*READING PASSAGE*

6. Our Place of Worship Is Silence – "From The Noisome Pestilence," from Disavowed, and Left Hopeless (Black/Death Metal – Translation Loss Records). There are a couple of ways I can attack this beast of an album, and this ridiculous track but let's just go with the path of least resistance: it feels like a heart attack, in the best possible way, a world of pain and bewilderment enhanced by dissonance and desperation. An even better way to put it would be: my "ugly face" came up within two seconds of the song's introduction and remained there for the duration. Holy hell. FFO: Fawn Limbs, Ulcerate, Cosmovore.

7. Oxygen Destroyer – ״Sons of the Necrobeast," from Sinister Monstrosities Spawned By the Unfathomable Ignorance of Humankind (Death/Thrash Metal – Redefining Darkness Records). Oxygen Destroyer released one hell of a debut back in 2018. It was aggressive, energetic, thrashy, and heavy as all shit. It would seem that the passage of time and the onset of a world-wide pandemic did not temper their attack since the Seattle quartet's newest album is as gnarly as one might hope. Never-ending riffs, incessant drumming, fantastic performances all around and some honest-to-god metal fun. FFO: Wtich Vomit, Undergang, Altered Dead.

8. Marissa Nadler – "Bessie, Did You Make It?" from The Path of the Clouds (Singer Songwriter – Bella Union / Sacred Bones Records). The best art is transfixing. You can be minding you own business, a head filled with anxious and worried thoughts, and then someone switching something on or places a visual display in front of your eyes and the whole world melts away. It can happen with a Neurosis song, it can happen with a Turner painting, and it can happen with the magnetizing force field created by Marissa Nadler's voice, music, and lyrics. There are very few musicians who hold that power, and this new Nadler track is perhaps one of her absolute best in doing that (the added atmospheric elements might have something to do with that). Riveting beauty. FFO: Lana Del Rey, Emma Ruth Rundle, Low.

*PARTS OF THE EXERCISE*
1 > In the music roundup, what reason does the writer give for concluding that time and the pandemic did not temper Oxygen Destroyer's attack?
2 > Update the music roundup between "6. Our Place" and "Limbs, Ulcerate, Cosmovore.", inclusive, with "heart attack" replaced by "panic attack".
3 > Continue the music roundup past its final entry.

*INFORMATION GIVEN*
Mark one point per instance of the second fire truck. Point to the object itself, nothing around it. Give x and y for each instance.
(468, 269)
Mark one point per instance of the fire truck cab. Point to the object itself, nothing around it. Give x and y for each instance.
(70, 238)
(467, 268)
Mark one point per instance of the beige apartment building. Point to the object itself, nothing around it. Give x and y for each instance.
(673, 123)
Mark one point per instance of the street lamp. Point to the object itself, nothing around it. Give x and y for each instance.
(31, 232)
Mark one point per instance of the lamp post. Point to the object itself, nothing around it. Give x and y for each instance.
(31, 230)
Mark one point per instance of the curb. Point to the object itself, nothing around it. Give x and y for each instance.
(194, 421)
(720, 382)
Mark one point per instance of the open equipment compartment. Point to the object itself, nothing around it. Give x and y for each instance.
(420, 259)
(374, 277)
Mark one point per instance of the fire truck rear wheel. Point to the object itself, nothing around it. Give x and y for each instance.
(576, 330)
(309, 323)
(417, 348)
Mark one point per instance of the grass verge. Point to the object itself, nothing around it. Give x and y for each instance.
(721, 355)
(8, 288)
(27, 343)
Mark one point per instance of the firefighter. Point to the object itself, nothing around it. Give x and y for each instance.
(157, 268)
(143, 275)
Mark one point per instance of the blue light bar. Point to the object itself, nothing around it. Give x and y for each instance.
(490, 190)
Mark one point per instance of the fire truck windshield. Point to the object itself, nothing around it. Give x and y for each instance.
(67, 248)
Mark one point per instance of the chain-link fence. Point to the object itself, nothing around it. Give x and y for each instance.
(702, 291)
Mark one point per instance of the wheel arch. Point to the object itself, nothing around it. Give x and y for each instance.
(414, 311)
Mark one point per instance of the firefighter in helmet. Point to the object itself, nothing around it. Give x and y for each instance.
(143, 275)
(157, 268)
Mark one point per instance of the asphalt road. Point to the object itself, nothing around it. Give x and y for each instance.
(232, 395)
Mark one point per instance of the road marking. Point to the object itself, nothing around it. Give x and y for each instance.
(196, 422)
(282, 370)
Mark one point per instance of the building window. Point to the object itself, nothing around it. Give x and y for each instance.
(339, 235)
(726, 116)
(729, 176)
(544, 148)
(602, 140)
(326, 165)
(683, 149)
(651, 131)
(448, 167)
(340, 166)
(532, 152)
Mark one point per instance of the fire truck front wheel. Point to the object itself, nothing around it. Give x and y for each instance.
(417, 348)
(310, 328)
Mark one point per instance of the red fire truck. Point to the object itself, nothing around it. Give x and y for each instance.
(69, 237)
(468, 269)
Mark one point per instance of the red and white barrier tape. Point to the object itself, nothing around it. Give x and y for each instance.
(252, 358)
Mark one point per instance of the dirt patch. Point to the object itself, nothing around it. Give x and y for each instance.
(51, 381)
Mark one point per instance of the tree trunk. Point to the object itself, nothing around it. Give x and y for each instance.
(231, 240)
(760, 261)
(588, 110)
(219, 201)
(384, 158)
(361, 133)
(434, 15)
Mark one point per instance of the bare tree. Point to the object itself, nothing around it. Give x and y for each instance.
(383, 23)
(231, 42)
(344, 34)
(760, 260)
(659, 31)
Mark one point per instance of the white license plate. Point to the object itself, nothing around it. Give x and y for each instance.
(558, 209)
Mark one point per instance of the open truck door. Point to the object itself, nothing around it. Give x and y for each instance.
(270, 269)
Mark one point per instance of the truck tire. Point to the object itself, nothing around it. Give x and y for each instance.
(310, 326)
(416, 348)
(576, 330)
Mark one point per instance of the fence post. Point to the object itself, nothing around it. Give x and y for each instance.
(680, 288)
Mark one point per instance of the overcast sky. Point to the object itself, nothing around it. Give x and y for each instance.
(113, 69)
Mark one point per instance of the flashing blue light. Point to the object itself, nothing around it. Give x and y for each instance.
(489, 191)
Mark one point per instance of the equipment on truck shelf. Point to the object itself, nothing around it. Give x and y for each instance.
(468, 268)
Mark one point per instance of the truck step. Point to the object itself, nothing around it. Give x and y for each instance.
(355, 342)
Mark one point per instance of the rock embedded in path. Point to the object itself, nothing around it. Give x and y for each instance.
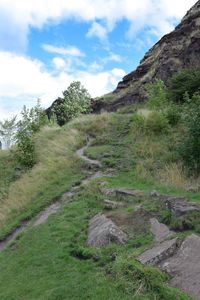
(159, 253)
(159, 230)
(114, 204)
(124, 192)
(184, 266)
(103, 231)
(179, 205)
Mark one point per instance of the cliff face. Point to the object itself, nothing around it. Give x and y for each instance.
(175, 51)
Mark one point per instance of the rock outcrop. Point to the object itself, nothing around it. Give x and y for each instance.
(124, 192)
(184, 266)
(159, 230)
(179, 205)
(176, 50)
(159, 253)
(103, 231)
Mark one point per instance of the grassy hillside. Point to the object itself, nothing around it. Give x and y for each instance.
(51, 261)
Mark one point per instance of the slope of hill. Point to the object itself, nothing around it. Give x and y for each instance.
(175, 51)
(51, 260)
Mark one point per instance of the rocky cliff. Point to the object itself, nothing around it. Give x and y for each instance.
(176, 50)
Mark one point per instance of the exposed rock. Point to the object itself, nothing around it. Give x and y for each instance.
(102, 231)
(159, 230)
(184, 266)
(175, 51)
(124, 192)
(159, 253)
(154, 194)
(179, 205)
(113, 204)
(91, 162)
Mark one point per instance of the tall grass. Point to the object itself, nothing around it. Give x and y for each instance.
(56, 170)
(55, 160)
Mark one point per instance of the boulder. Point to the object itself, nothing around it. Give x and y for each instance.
(103, 231)
(184, 266)
(159, 230)
(124, 192)
(113, 204)
(179, 205)
(159, 253)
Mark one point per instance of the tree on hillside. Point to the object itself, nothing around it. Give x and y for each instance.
(31, 122)
(7, 131)
(187, 80)
(76, 101)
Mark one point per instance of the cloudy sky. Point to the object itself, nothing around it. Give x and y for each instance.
(46, 44)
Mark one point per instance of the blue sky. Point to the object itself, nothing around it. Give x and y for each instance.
(46, 44)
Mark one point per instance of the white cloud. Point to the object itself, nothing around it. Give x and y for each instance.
(24, 80)
(20, 15)
(69, 50)
(59, 63)
(99, 31)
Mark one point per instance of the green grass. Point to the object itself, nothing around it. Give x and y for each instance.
(52, 261)
(9, 172)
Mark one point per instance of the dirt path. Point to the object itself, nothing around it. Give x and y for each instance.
(53, 208)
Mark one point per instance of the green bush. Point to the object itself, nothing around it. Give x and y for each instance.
(157, 123)
(157, 95)
(173, 114)
(189, 148)
(32, 120)
(187, 80)
(76, 101)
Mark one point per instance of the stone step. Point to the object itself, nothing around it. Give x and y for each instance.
(159, 230)
(103, 231)
(159, 253)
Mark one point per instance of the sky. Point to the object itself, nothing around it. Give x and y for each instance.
(47, 44)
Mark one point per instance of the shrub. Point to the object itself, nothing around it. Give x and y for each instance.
(32, 120)
(173, 114)
(157, 94)
(76, 101)
(157, 123)
(187, 80)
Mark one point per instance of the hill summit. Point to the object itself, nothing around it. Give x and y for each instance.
(173, 52)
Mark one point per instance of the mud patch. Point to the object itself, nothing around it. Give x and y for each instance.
(136, 222)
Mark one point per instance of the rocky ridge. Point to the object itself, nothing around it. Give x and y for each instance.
(175, 51)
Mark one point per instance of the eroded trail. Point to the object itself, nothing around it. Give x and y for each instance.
(54, 207)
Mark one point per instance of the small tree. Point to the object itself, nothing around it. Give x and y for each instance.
(7, 131)
(187, 80)
(157, 94)
(76, 100)
(32, 120)
(190, 146)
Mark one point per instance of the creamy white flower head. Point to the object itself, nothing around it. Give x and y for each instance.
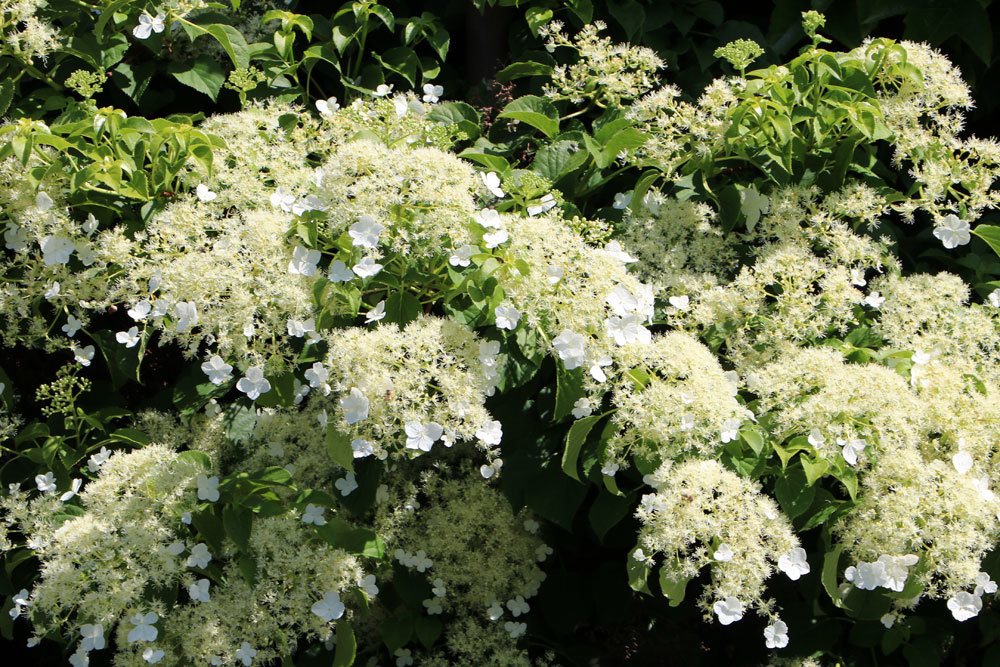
(329, 607)
(422, 436)
(208, 488)
(304, 261)
(246, 653)
(776, 635)
(153, 655)
(728, 610)
(952, 231)
(367, 267)
(56, 250)
(253, 383)
(794, 563)
(347, 484)
(217, 370)
(365, 232)
(724, 553)
(432, 93)
(128, 338)
(144, 629)
(376, 314)
(198, 591)
(199, 556)
(492, 182)
(327, 107)
(571, 349)
(964, 605)
(204, 194)
(148, 25)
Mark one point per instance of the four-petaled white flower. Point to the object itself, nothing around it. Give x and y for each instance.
(95, 462)
(246, 653)
(329, 608)
(83, 355)
(217, 370)
(74, 488)
(367, 267)
(571, 348)
(46, 483)
(198, 591)
(375, 314)
(140, 311)
(327, 107)
(314, 514)
(339, 273)
(952, 231)
(776, 635)
(752, 205)
(304, 261)
(852, 449)
(148, 25)
(253, 383)
(347, 484)
(208, 488)
(622, 200)
(355, 406)
(153, 655)
(72, 326)
(518, 606)
(724, 553)
(462, 256)
(730, 430)
(515, 629)
(144, 630)
(794, 563)
(128, 338)
(93, 637)
(490, 433)
(432, 93)
(204, 194)
(422, 436)
(492, 183)
(199, 556)
(365, 232)
(728, 610)
(56, 250)
(582, 408)
(964, 605)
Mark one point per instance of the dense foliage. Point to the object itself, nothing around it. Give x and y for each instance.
(330, 340)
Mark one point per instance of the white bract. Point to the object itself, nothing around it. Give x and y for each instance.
(329, 608)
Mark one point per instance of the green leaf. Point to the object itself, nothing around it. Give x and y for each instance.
(575, 438)
(535, 111)
(672, 589)
(638, 574)
(205, 75)
(569, 389)
(338, 444)
(522, 69)
(347, 645)
(990, 234)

*WRITTEN ANSWERS*
1 > The writer reaches that conclusion because the Seattle quartet's newest album is as gnarly as one might hope.

2 >
6. Our Place of Worship Is Silence – "From The Noisome Pestilence," from Disavowed, and Left Hopeless (Black/Death Metal – Translation Loss Records). There are a couple of ways I can attack this beast of an album, and this ridiculous track but let's just go with the path of least resistance: it feels like a panic attack, in the best possible way, a world of pain and bewilderment enhanced by dissonance and desperation. An even better way to put it would be: my "ugly face" came up within two seconds of the song's introduction and remained there for the duration. Holy hell. FFO: Fawn Limbs, Ulcerate, Cosmovore.

3 >
9. Thin – "I Don't Know Where I AM. I Don't Know Where I Am Going," from 4-Way Split (Grindcore/Mathcore – Sludgelord Records / Black Voodoo Records). Thin's 2020 album was a merciless, nasty grinding assault, and one of my favorite albums of that year. Now they're back as part of this ridiculous split with U.K. bands Wallowing, Slabdragger, and Vixen Maw, and I couldn't be happier. Happy because these are all great bands, happy because this cover art is absolutely sick, and happy because I challenge you to find a better use of 48 seconds in your entire god-damned life. FFO: Deterioration, Internal Rot, Insect Warfare.

FIVE MORE THINGS YOU NEED TO KNOW

ONE: The great death metal band Outer Heaven released an EP of covers, all fucking incredible, of bands such as Pig Destroyer, Repulsion, Morbid Angel, and others.

TWO: Insect Ark are releasing a new EP, and there's a new track streaming.

THREE: A new album from Canadian black metal chaos makers Antediluvian is coming, and there's a disturbing first track available now. I hope it doesn't ruin death metal or something.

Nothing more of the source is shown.